-- Begin Data listing --

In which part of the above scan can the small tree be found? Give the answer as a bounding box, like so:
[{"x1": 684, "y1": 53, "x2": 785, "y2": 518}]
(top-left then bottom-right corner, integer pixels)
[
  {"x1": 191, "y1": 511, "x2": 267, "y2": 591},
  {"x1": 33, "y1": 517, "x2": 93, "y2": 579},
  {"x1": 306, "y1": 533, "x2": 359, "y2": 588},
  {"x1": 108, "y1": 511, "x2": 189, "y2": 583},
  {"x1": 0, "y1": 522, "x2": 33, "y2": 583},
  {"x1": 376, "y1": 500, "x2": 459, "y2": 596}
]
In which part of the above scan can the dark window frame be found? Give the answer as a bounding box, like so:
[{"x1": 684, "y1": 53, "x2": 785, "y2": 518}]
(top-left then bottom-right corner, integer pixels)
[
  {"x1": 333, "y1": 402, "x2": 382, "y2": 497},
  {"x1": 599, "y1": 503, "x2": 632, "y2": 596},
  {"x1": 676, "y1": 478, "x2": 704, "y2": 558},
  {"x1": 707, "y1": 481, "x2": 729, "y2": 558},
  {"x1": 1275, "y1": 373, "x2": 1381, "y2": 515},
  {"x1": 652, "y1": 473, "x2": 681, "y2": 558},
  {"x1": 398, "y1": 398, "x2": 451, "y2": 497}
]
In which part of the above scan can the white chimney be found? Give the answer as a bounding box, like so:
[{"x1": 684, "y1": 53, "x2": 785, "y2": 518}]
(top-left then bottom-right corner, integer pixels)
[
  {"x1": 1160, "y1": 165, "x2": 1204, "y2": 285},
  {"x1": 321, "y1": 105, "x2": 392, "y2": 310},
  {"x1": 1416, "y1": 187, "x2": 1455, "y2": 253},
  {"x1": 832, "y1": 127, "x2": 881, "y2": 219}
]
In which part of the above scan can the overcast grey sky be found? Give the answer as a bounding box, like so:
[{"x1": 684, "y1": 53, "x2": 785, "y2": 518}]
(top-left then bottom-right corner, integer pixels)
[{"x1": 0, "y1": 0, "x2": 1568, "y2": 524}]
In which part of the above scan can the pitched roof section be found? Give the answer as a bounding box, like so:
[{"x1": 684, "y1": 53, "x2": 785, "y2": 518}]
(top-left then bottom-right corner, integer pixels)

-- End Data listing --

**Your goal**
Rewrite all of the items above, substituting "rectangle" for every occurrence of "bounding box" and leaving the rest of the wording intact.

**The result**
In which part of the above scan can the small tree be found? Give the answer as a rectangle, like so:
[{"x1": 684, "y1": 53, "x2": 785, "y2": 518}]
(top-left then bottom-right corner, integer pixels)
[
  {"x1": 191, "y1": 511, "x2": 267, "y2": 591},
  {"x1": 33, "y1": 517, "x2": 93, "y2": 579},
  {"x1": 306, "y1": 533, "x2": 359, "y2": 588},
  {"x1": 108, "y1": 511, "x2": 189, "y2": 583},
  {"x1": 0, "y1": 522, "x2": 33, "y2": 583},
  {"x1": 376, "y1": 500, "x2": 459, "y2": 596}
]
In which part of the above scan can the dark window frame be found? Give the answer as a rectangle, like so:
[{"x1": 684, "y1": 53, "x2": 785, "y2": 518}]
(top-left then bottom-right corner, integer pixels)
[
  {"x1": 333, "y1": 402, "x2": 382, "y2": 497},
  {"x1": 599, "y1": 503, "x2": 632, "y2": 596},
  {"x1": 676, "y1": 478, "x2": 704, "y2": 558},
  {"x1": 707, "y1": 481, "x2": 729, "y2": 558},
  {"x1": 1275, "y1": 373, "x2": 1381, "y2": 515},
  {"x1": 652, "y1": 473, "x2": 681, "y2": 558},
  {"x1": 398, "y1": 398, "x2": 451, "y2": 497}
]
In which part of the above scan can the white chimney be found? Give the answer as a rectangle, like so:
[{"x1": 684, "y1": 53, "x2": 785, "y2": 518}]
(top-left then bottom-right corner, integer pixels)
[
  {"x1": 1160, "y1": 165, "x2": 1204, "y2": 285},
  {"x1": 321, "y1": 105, "x2": 392, "y2": 310},
  {"x1": 1416, "y1": 187, "x2": 1455, "y2": 253},
  {"x1": 832, "y1": 127, "x2": 881, "y2": 219}
]
In which part of the above scan can the overcast grey sky be found? Give the answer as a rectangle, like so:
[{"x1": 684, "y1": 53, "x2": 785, "y2": 518}]
(top-left then bottom-right corner, integer pixels)
[{"x1": 0, "y1": 0, "x2": 1568, "y2": 524}]
In which part of the above scan can the pitched roof section be found? Give the answer as a rectangle, like so:
[{"x1": 684, "y1": 53, "x2": 785, "y2": 518}]
(top-left then bottom-right corner, integer pixels)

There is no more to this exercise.